WHAT YOU SHOULD DO: An identical copy of the records below is the expected result.
** Opening THE DATA block **
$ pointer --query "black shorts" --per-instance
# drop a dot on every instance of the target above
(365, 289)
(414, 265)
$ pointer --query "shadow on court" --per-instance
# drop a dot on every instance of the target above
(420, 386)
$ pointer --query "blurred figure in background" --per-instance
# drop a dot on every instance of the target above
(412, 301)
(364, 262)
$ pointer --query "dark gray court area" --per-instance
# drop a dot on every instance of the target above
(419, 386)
** Closing THE DATA block **
TASK SOLUTION:
$ pointer --query "black shorts" --per-instance
# drop a dot on every instance of the target above
(365, 289)
(414, 265)
$ pointer --query "shadow on court" --per-instance
# drop a dot on every instance of the target above
(420, 386)
$ pointer --query "blurred figure in background" --per-instance
# drop a dot on every instance of the target above
(412, 301)
(364, 262)
$ pointer --query "dark gray court area" --per-instance
# drop a dot on every instance of the target above
(419, 386)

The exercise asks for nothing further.